WHAT IS REQUIRED: Copy each line from the data that has the word "below" in it.

DATA FOR THIS TASK:
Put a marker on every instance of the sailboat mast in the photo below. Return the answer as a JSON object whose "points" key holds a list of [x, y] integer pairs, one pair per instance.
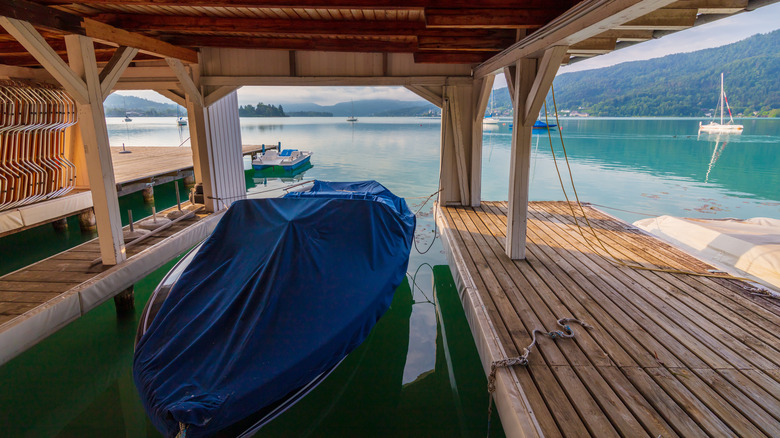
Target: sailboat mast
{"points": [[721, 98]]}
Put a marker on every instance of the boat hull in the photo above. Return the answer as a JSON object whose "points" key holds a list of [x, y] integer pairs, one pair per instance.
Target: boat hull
{"points": [[280, 293], [288, 167]]}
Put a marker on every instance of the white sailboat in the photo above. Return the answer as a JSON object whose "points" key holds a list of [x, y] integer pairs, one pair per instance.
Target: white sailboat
{"points": [[729, 127], [490, 120], [352, 118]]}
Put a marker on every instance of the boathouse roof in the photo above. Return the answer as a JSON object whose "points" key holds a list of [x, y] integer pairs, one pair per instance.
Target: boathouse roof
{"points": [[487, 33]]}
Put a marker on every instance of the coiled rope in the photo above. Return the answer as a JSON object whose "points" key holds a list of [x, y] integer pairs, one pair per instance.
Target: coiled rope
{"points": [[522, 360]]}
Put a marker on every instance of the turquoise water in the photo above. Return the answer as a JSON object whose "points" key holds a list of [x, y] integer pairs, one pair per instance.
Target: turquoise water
{"points": [[418, 374]]}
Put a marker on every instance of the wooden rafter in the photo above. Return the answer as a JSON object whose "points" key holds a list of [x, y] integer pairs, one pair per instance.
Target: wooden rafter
{"points": [[711, 6], [180, 23], [663, 19], [595, 45], [115, 67], [585, 20], [462, 43], [451, 57], [326, 44], [53, 19], [627, 35], [490, 18], [326, 4]]}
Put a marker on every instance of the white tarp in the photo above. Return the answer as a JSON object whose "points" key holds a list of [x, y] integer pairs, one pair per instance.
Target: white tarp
{"points": [[749, 247]]}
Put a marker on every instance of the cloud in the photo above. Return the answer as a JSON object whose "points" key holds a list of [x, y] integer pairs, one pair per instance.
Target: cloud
{"points": [[718, 33]]}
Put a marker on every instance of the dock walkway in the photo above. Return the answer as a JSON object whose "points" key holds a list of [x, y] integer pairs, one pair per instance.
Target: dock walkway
{"points": [[668, 354], [146, 165], [41, 298]]}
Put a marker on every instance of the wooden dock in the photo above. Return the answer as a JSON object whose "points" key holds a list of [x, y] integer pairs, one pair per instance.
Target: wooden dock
{"points": [[149, 161], [668, 354], [39, 299], [133, 172]]}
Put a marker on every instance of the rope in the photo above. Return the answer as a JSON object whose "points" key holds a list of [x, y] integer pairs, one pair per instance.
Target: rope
{"points": [[182, 430], [435, 225], [522, 360], [413, 279], [613, 260]]}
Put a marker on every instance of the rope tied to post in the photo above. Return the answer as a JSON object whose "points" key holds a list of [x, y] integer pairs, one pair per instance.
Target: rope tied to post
{"points": [[522, 360]]}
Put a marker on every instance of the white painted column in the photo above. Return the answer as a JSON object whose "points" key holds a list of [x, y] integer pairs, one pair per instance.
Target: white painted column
{"points": [[531, 83], [201, 153], [457, 155], [94, 134], [481, 95]]}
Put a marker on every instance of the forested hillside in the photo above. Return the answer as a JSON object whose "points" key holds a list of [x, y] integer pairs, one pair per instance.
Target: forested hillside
{"points": [[685, 84]]}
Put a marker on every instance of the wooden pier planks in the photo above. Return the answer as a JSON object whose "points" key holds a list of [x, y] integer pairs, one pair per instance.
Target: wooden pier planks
{"points": [[669, 355], [148, 161]]}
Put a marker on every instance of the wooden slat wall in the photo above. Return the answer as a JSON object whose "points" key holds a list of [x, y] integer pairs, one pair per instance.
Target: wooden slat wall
{"points": [[669, 354], [225, 140]]}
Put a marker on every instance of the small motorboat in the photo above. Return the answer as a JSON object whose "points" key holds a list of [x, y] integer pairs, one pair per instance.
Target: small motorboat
{"points": [[266, 307], [287, 159]]}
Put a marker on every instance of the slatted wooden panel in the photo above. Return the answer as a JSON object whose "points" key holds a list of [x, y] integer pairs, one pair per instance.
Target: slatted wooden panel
{"points": [[669, 354], [226, 163], [34, 285]]}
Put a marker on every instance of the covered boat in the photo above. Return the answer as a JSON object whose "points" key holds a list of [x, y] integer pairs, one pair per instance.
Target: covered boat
{"points": [[269, 304]]}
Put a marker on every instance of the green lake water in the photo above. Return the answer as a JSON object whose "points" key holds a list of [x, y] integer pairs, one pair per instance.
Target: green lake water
{"points": [[418, 373]]}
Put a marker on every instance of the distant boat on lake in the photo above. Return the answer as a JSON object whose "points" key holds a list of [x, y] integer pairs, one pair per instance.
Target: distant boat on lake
{"points": [[543, 125], [729, 127], [352, 118]]}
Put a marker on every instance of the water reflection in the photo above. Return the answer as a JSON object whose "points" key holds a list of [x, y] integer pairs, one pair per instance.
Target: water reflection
{"points": [[721, 141]]}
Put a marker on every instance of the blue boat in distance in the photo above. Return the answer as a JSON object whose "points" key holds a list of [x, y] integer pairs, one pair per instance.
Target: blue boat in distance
{"points": [[268, 305], [287, 159]]}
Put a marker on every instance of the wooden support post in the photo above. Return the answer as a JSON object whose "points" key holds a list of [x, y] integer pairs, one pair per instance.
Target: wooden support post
{"points": [[532, 82], [148, 194], [458, 167], [92, 123], [201, 153], [482, 89]]}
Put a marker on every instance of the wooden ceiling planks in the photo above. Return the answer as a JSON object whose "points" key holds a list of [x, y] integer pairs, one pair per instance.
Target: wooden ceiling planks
{"points": [[438, 30]]}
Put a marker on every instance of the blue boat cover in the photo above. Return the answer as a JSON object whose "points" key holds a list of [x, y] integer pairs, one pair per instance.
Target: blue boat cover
{"points": [[280, 292]]}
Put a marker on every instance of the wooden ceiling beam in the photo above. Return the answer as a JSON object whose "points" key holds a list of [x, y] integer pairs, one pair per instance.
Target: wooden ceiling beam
{"points": [[463, 43], [515, 18], [451, 57], [102, 55], [584, 20], [178, 23], [595, 45], [711, 6], [627, 35], [329, 4], [54, 19], [326, 44], [663, 19]]}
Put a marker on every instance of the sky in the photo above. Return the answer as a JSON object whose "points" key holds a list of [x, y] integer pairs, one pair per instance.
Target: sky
{"points": [[717, 33]]}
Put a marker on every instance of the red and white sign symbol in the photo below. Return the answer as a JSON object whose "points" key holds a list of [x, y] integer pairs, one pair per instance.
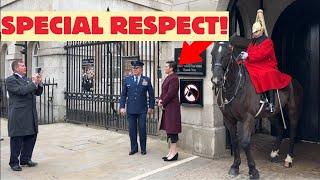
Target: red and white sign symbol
{"points": [[191, 93]]}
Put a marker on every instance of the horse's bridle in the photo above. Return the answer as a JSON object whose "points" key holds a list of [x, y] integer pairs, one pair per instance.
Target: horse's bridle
{"points": [[240, 74]]}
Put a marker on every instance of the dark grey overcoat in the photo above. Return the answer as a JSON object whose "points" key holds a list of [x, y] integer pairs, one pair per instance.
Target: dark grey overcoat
{"points": [[22, 115]]}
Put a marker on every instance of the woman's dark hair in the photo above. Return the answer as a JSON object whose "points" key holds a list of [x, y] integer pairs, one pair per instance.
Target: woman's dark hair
{"points": [[15, 63], [173, 65]]}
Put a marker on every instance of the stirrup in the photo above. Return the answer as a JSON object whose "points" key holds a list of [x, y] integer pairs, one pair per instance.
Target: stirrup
{"points": [[271, 108]]}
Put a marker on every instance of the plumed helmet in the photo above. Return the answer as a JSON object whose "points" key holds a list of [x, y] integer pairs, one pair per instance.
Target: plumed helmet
{"points": [[257, 27], [259, 23]]}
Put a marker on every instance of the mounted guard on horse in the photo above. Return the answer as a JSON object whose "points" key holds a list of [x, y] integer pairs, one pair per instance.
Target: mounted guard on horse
{"points": [[241, 80]]}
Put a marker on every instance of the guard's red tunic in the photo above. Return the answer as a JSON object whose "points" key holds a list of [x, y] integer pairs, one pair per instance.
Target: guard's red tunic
{"points": [[262, 67]]}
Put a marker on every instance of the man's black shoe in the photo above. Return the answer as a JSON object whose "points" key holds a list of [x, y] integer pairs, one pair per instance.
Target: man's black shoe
{"points": [[29, 164], [132, 152], [16, 168]]}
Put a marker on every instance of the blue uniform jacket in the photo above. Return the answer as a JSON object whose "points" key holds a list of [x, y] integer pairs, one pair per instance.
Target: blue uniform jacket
{"points": [[136, 95]]}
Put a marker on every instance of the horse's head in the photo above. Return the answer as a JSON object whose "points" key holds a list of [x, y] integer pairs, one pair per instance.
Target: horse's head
{"points": [[221, 54]]}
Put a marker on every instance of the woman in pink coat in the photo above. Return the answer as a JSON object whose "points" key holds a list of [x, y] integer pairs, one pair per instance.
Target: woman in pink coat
{"points": [[171, 115]]}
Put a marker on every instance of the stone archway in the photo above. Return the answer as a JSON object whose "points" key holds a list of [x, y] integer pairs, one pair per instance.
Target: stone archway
{"points": [[297, 48]]}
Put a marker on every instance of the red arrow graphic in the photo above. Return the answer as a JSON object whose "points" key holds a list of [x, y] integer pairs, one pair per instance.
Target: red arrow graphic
{"points": [[190, 54]]}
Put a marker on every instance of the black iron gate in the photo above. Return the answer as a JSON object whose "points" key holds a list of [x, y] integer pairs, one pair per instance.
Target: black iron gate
{"points": [[45, 106], [95, 72]]}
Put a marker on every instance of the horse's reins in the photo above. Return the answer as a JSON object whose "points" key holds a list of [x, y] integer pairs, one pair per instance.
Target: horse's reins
{"points": [[226, 101]]}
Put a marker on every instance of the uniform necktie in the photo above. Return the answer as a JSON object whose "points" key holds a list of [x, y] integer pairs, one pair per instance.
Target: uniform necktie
{"points": [[25, 78]]}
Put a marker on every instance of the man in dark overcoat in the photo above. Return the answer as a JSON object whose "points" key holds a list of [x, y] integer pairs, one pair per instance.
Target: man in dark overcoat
{"points": [[22, 115]]}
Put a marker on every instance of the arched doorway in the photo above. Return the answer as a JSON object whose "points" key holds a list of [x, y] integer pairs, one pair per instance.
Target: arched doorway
{"points": [[296, 40]]}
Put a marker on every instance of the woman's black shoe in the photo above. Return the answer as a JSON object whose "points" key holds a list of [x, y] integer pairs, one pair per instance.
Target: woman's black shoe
{"points": [[175, 157]]}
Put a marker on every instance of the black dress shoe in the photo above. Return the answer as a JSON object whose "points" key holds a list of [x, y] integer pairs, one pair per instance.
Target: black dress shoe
{"points": [[16, 168], [175, 157], [132, 152], [29, 164]]}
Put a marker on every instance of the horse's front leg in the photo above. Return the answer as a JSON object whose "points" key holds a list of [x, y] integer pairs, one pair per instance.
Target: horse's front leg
{"points": [[232, 127], [274, 155], [247, 129], [294, 117]]}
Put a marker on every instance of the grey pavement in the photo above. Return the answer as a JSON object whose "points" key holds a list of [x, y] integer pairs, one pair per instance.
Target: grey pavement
{"points": [[70, 151]]}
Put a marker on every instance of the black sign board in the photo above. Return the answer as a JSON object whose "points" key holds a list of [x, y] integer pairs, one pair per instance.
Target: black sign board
{"points": [[198, 69], [191, 92]]}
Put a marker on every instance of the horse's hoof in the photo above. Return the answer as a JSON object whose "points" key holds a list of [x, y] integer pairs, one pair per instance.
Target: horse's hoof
{"points": [[288, 161], [288, 164], [233, 171], [254, 174]]}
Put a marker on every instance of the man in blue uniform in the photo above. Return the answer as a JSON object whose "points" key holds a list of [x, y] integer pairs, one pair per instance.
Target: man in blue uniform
{"points": [[134, 93]]}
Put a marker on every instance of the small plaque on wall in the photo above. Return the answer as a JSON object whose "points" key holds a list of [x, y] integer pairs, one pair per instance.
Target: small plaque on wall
{"points": [[191, 92], [198, 69]]}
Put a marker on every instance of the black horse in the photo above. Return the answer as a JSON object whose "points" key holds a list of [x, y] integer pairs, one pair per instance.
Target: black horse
{"points": [[239, 102]]}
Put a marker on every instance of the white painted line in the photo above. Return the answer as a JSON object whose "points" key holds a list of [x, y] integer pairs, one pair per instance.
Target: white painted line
{"points": [[164, 168]]}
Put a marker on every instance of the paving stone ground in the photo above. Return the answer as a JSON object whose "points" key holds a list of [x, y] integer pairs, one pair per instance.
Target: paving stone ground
{"points": [[70, 151]]}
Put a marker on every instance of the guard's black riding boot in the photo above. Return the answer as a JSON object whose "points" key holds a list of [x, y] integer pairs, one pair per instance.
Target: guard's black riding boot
{"points": [[271, 95]]}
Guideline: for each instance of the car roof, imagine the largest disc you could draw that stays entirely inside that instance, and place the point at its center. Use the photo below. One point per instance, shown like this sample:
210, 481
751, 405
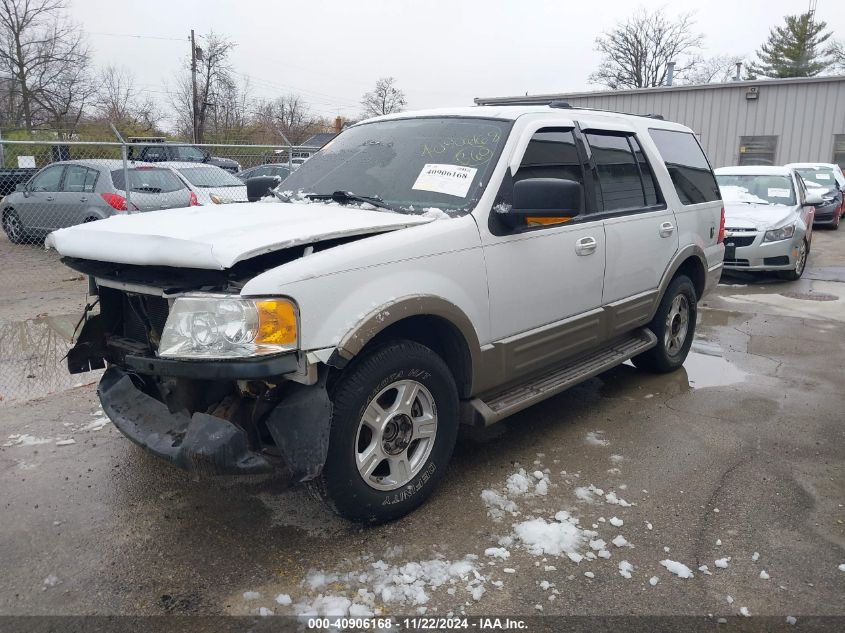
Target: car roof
183, 164
513, 112
103, 163
814, 166
754, 170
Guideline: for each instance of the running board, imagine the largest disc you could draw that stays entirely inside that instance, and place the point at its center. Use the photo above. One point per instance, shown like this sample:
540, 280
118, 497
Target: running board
584, 366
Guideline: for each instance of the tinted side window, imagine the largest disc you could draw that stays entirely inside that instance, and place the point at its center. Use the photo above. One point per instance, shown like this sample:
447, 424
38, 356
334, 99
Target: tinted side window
619, 185
687, 165
47, 180
79, 179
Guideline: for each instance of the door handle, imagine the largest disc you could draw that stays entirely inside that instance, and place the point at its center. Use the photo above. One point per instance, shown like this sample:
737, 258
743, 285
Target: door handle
666, 229
586, 246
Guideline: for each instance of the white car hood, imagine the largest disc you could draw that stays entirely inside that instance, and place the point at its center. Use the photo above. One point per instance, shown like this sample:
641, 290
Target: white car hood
756, 216
216, 237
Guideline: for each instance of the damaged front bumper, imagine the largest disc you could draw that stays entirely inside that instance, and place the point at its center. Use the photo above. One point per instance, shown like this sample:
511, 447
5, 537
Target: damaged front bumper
201, 442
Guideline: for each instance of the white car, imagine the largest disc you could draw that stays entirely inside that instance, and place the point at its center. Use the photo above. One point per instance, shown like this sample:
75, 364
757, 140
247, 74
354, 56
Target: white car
211, 184
425, 270
768, 219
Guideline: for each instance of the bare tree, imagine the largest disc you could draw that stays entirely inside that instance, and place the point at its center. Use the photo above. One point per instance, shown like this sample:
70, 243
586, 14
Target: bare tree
386, 98
215, 79
286, 119
717, 69
118, 101
48, 59
837, 55
636, 53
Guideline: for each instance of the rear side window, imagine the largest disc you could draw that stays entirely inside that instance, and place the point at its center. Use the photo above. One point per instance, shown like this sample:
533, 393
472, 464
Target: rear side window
687, 165
625, 180
148, 180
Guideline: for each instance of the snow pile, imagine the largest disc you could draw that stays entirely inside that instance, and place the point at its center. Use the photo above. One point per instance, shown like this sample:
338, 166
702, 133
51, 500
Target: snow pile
679, 569
402, 584
596, 438
520, 484
24, 439
554, 538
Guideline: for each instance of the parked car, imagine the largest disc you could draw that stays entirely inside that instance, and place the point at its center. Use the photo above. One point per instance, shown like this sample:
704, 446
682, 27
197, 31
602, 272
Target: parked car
159, 151
77, 191
432, 268
210, 184
830, 179
270, 169
768, 219
11, 178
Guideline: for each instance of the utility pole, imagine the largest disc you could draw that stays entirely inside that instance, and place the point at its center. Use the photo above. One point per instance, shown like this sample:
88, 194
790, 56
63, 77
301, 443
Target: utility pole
194, 87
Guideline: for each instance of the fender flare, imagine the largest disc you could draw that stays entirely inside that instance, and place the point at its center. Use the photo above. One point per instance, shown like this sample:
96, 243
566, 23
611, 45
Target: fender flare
691, 250
402, 308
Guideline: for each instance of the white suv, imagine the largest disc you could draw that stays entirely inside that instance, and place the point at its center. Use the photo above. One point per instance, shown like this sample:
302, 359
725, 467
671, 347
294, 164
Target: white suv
423, 270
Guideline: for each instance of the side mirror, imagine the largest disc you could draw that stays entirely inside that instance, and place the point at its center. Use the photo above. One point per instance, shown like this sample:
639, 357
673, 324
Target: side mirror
259, 186
813, 198
547, 198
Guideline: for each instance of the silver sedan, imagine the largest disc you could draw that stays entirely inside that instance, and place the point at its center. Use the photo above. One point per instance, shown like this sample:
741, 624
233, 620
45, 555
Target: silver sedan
768, 219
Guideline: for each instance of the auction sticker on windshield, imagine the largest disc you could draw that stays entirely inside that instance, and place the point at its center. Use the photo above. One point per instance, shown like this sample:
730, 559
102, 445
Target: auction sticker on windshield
452, 180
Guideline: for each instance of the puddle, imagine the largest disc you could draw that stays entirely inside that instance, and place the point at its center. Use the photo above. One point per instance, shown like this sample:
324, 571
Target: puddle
31, 358
706, 367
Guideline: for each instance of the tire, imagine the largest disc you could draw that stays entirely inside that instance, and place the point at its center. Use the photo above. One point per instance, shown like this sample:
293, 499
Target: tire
800, 264
365, 399
13, 227
674, 327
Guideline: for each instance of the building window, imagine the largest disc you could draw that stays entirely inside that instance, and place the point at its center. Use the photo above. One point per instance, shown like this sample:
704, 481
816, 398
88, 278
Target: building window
757, 150
839, 150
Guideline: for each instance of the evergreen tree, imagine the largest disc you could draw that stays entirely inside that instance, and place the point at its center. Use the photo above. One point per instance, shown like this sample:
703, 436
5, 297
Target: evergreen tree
793, 50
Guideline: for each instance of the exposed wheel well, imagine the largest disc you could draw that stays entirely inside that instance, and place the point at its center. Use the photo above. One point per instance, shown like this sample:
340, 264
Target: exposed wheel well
694, 269
440, 336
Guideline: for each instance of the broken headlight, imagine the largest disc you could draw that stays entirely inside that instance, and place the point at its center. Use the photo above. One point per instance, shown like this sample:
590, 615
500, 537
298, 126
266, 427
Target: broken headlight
224, 326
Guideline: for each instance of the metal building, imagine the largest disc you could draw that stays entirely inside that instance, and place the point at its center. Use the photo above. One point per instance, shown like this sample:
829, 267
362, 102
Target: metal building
763, 122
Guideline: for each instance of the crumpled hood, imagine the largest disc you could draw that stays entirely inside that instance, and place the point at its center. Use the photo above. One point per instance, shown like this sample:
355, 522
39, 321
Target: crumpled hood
756, 216
216, 237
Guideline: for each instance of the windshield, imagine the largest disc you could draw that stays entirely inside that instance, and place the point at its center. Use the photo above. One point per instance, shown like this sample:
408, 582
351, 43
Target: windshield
210, 176
822, 176
189, 153
410, 164
756, 189
148, 180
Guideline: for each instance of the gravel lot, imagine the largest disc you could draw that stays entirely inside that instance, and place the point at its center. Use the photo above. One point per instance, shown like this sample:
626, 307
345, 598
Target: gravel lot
740, 453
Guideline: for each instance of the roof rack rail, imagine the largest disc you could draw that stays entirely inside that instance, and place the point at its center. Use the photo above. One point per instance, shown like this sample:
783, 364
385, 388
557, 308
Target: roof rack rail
558, 103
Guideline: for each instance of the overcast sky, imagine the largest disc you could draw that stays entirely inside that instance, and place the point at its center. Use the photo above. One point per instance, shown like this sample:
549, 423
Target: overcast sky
442, 52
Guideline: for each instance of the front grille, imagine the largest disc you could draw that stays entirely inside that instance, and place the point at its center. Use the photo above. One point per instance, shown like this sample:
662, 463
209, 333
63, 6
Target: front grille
745, 240
780, 260
135, 307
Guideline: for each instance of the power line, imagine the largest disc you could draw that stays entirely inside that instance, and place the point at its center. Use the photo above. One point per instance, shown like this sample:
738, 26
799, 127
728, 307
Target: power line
141, 37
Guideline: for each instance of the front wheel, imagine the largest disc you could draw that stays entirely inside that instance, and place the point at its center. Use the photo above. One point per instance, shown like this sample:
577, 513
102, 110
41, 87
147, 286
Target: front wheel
800, 263
394, 425
674, 327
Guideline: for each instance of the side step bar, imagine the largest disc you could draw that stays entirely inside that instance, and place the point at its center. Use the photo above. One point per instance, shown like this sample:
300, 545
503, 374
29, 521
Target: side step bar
584, 366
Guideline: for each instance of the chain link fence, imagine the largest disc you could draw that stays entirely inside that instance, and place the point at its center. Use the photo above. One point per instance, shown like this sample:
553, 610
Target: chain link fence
48, 185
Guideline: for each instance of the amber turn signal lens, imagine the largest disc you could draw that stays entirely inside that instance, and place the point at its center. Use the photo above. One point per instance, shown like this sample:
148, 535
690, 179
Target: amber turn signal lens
276, 322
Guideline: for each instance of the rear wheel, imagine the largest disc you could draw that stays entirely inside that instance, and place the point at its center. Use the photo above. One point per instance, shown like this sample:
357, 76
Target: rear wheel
674, 327
13, 227
394, 426
800, 263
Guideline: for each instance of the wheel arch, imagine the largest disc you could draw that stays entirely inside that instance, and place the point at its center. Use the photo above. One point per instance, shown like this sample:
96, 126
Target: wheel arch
431, 321
689, 261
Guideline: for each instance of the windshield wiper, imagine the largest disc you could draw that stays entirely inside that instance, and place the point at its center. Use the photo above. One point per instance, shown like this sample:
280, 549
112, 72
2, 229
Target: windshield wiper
347, 196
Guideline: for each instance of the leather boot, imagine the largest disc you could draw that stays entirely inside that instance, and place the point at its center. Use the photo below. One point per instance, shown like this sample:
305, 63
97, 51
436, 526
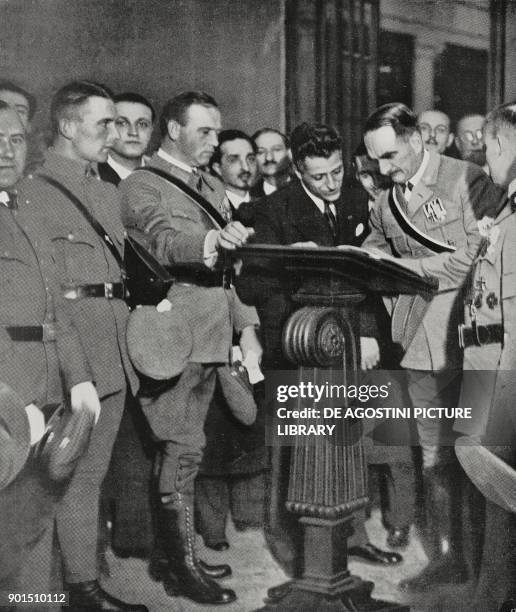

ANSWER SECTION:
Put a marker on every instance of the sailboat mast in the photo below. Return the answer as a JSON object whose "points" key holds a list of [x, y] integer pairs, one pair per instance.
Put a marker on every instance of the red and white sign symbol in the photo below. Return the answer as a JSON object whose "points" key holds a list of [x, y] integer pairs, one pair per instance.
Guideline: for each instance of the car roof, imagine the largest disc you could draw that stays entirely inside that instance, and place the point at its center. Use the photo below. One point per instance, shown like this sample:
Guideline: for each instance of the leather boot, imagine the largest disc you could draw that stays entirely inside that instance, and place the point at its center. Use the photo below. One point per instance, shown like this sample:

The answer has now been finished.